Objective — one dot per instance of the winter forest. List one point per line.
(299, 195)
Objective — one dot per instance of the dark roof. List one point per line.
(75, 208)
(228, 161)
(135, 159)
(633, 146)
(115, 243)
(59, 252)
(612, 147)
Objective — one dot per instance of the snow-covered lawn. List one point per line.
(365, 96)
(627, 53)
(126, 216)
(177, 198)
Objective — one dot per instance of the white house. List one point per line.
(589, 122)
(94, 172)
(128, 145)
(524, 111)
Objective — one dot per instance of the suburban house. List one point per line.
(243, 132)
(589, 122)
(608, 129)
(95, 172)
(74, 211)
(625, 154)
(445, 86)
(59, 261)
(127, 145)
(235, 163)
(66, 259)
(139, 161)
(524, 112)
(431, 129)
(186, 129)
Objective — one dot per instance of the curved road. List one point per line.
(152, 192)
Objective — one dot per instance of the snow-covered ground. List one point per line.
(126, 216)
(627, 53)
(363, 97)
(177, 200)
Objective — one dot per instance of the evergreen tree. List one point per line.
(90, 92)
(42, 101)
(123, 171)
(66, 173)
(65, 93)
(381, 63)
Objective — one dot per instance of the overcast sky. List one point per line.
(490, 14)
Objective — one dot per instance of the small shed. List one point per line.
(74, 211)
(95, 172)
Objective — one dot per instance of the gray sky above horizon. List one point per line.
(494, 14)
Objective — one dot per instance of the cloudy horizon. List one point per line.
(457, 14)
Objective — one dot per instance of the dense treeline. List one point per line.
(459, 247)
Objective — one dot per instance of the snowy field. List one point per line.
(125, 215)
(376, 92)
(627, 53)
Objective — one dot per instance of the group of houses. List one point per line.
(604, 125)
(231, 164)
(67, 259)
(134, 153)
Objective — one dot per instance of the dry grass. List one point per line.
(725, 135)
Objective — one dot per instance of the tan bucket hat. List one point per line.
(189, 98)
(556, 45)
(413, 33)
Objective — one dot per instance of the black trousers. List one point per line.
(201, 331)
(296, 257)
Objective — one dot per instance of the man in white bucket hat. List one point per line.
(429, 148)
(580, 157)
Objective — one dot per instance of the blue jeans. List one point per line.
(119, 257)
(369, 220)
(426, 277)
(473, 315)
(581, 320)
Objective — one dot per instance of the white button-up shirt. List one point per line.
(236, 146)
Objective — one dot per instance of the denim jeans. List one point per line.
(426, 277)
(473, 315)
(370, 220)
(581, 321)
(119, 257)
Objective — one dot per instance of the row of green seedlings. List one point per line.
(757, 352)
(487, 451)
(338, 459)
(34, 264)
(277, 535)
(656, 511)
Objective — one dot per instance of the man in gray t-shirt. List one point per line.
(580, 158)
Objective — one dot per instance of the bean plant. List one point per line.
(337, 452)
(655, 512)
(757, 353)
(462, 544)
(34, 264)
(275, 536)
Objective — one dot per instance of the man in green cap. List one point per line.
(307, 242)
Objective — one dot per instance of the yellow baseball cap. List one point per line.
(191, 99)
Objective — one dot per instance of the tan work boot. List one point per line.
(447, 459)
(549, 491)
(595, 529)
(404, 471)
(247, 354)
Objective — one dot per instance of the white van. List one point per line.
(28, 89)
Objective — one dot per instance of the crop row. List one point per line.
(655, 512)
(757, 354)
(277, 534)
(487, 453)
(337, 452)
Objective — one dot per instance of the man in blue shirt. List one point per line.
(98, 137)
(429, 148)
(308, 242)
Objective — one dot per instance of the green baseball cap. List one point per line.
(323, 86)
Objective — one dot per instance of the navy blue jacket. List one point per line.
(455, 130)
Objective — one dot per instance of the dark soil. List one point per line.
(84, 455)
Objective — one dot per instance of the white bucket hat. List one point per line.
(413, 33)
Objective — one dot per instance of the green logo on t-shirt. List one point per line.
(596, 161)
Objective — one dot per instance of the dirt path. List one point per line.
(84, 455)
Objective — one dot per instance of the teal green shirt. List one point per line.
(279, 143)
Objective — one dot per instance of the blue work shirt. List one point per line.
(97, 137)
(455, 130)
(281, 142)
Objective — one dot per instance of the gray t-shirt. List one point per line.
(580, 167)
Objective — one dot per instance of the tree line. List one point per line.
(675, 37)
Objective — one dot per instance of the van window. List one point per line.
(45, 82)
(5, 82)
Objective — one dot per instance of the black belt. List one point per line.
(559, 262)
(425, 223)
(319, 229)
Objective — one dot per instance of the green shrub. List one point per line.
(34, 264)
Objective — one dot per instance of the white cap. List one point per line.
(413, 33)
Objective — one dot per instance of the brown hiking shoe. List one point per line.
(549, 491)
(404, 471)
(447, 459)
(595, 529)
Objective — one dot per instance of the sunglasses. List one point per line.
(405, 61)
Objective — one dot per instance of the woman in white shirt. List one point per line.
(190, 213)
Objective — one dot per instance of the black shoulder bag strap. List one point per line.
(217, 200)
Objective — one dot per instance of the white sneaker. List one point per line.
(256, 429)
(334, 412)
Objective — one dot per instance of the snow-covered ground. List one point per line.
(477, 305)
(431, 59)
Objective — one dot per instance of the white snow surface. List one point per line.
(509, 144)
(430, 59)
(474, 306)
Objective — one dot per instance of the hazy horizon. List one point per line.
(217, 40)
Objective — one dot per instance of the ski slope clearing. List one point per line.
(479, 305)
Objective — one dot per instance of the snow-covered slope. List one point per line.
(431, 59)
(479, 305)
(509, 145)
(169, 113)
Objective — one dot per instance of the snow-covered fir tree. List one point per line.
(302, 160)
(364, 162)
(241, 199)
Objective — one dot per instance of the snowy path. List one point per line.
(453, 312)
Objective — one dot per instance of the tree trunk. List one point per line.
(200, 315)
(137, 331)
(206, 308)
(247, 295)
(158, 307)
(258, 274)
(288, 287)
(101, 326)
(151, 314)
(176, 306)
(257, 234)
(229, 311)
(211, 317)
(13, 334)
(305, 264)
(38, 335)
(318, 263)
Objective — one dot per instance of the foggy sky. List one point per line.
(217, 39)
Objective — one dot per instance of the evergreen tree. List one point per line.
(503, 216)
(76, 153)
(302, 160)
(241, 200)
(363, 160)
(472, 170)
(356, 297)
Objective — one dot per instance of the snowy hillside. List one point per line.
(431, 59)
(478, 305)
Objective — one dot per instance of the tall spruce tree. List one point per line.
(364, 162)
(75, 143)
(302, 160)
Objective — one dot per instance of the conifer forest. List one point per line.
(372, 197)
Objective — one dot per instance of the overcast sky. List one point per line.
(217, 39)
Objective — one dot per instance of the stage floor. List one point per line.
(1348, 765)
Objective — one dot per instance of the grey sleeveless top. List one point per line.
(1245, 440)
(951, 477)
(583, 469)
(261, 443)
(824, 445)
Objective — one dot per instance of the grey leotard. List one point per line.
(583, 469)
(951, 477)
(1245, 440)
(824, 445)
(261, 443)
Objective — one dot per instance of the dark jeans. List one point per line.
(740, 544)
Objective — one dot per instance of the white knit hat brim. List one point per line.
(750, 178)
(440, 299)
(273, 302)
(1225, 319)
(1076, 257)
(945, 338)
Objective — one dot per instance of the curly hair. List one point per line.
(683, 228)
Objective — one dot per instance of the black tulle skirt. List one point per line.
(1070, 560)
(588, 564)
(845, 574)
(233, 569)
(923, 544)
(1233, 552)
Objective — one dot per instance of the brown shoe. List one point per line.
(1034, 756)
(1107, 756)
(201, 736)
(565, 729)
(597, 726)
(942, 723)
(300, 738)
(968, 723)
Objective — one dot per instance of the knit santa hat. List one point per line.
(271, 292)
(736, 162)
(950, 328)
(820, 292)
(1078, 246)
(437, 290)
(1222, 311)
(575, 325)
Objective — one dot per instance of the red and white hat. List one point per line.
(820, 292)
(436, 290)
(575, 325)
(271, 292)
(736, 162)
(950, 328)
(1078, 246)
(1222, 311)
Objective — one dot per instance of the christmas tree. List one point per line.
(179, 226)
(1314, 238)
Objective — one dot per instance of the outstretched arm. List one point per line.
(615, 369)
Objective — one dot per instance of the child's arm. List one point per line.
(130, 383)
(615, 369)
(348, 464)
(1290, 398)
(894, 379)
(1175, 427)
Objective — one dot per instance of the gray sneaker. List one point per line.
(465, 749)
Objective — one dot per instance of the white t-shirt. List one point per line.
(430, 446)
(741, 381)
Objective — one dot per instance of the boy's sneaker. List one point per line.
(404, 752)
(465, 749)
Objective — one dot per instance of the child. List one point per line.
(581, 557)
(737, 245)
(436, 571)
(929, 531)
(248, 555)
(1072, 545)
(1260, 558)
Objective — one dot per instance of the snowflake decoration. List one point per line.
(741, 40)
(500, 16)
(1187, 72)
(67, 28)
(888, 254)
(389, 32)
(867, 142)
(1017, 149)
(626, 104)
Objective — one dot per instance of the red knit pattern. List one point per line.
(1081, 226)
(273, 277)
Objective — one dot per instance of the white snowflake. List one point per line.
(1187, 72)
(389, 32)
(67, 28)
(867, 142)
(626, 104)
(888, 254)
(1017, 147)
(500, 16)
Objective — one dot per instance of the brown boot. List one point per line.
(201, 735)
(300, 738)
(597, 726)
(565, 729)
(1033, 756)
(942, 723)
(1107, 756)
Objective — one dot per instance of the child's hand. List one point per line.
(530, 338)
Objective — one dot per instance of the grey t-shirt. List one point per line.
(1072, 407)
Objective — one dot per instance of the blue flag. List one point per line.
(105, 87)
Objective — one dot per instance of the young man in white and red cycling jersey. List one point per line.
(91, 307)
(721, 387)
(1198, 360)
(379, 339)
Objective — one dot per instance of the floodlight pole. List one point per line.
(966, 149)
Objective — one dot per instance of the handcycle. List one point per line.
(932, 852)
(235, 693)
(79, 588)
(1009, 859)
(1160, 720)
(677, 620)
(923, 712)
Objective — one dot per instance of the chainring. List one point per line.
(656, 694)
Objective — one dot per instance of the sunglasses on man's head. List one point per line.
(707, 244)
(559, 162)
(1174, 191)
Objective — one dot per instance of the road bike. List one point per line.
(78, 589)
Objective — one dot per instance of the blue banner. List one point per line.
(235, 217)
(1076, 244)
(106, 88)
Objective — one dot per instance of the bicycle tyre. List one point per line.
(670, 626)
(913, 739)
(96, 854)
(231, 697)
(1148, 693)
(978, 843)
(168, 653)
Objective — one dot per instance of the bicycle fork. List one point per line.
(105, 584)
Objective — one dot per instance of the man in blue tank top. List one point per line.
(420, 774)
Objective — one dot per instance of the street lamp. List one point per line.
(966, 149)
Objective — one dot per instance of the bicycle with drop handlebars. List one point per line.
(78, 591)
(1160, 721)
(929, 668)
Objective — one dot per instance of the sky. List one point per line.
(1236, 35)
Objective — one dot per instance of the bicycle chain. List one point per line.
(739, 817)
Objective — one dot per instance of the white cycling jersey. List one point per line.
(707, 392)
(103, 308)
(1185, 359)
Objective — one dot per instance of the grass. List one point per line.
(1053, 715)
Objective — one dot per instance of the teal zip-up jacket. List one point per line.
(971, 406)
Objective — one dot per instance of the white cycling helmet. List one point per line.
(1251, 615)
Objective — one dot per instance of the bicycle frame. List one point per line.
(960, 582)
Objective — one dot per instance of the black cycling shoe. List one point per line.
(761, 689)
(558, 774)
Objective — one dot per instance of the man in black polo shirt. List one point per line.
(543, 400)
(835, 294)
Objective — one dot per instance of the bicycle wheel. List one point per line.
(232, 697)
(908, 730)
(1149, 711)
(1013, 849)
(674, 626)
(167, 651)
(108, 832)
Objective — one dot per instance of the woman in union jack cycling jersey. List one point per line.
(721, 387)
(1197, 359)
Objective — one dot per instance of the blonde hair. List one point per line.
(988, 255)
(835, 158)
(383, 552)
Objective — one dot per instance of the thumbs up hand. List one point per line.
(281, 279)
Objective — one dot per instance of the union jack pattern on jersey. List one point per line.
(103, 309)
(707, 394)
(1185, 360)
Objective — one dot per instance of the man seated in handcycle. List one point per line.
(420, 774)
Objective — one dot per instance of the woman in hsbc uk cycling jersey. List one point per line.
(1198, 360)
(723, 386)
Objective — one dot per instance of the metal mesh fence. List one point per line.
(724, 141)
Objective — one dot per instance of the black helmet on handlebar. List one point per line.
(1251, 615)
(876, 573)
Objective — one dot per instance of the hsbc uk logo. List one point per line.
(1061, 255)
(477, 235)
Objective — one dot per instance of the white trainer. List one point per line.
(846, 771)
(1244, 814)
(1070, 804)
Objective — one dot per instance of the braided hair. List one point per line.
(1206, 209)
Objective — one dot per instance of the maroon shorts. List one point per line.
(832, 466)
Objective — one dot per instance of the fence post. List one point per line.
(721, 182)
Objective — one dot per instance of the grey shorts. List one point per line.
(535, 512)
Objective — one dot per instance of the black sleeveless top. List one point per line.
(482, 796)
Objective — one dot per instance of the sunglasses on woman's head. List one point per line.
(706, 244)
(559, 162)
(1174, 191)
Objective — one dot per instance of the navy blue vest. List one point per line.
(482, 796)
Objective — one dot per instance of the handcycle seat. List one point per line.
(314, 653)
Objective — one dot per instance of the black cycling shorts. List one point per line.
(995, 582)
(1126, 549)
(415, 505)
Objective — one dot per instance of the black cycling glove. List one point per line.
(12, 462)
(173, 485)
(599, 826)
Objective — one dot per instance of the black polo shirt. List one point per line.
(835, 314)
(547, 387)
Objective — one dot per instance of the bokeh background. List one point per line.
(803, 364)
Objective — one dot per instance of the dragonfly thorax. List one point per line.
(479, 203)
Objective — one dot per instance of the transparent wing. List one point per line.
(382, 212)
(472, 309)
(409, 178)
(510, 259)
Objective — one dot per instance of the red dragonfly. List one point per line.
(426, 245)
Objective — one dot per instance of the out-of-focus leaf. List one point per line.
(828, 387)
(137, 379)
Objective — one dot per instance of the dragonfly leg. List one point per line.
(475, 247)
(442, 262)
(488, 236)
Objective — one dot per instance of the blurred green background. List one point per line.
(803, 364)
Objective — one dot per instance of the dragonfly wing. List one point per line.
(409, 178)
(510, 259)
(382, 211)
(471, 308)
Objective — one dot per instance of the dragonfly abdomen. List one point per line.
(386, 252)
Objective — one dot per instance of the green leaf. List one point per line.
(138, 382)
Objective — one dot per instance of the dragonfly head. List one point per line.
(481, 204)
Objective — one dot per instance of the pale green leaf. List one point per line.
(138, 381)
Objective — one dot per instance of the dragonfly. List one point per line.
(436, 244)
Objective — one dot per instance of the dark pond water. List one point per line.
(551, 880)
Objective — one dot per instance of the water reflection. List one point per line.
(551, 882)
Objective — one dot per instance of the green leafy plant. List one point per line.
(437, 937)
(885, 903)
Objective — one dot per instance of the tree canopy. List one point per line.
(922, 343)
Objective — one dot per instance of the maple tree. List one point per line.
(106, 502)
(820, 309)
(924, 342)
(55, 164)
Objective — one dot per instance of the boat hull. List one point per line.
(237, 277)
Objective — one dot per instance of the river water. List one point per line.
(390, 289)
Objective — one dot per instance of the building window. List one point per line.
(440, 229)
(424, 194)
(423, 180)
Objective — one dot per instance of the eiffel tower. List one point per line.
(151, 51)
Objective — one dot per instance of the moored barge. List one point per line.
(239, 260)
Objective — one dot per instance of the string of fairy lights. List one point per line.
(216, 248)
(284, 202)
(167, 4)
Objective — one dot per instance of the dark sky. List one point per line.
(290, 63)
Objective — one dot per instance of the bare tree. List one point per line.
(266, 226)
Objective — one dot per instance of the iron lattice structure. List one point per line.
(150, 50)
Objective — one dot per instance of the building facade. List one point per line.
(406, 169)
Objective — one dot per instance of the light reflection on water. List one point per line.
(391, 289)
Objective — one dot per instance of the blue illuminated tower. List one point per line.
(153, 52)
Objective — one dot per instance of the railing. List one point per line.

WHAT YOU SHOULD DO =>
Your output consists solely of the lines from the one with "Objective — one dot per instance of the boat" through the last line, copied exactly.

SOLUTION TO THIS EXERCISE =>
Objective — one dot per instance of the boat hull. List one point per line.
(237, 277)
Objective — one dot per instance of the river water. List one point per line.
(390, 289)
Objective — one dot per instance of the building window. List one point per line.
(440, 229)
(424, 194)
(423, 180)
Objective — one dot per instance of the eiffel tower. List one point per line.
(151, 51)
Objective — one dot per instance of the moored barge. List one point per line.
(239, 260)
Objective — one dot per instance of the string of fairy lights. List one point per line.
(216, 248)
(284, 202)
(167, 4)
Objective — one dot per instance of the dark sky. List one point per line.
(290, 63)
Objective — one dot per instance of the bare tree. List one point per line.
(266, 226)
Objective — one dot per instance of the iron lattice structure. List one point per line.
(150, 50)
Objective — one dot per instance of the building facade. List one point per line.
(406, 169)
Objective — one dot per instance of the light reflection on water. List one point per line.
(391, 289)
Objective — one dot per instance of the blue illuminated tower. List one point per line.
(153, 52)
Objective — one dot per instance of the railing. List one point per line.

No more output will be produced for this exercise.